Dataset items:
====================

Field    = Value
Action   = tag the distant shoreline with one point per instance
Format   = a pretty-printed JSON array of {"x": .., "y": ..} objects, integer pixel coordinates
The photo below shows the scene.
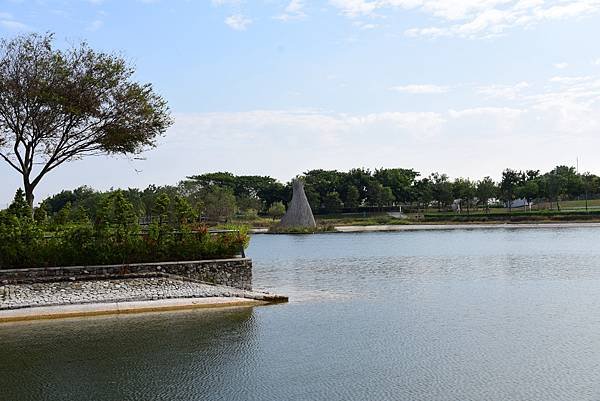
[{"x": 448, "y": 226}]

====================

In your copy of the entries above, keep the text exact and leave out the pictures.

__TASK RESULT__
Field    = Value
Action   = tag the distant shoreline with one point per instance
Format   = a pretty-printed JSON array of {"x": .., "y": ..} objects, integer pixel coordinates
The photo below shows the scene.
[{"x": 448, "y": 226}]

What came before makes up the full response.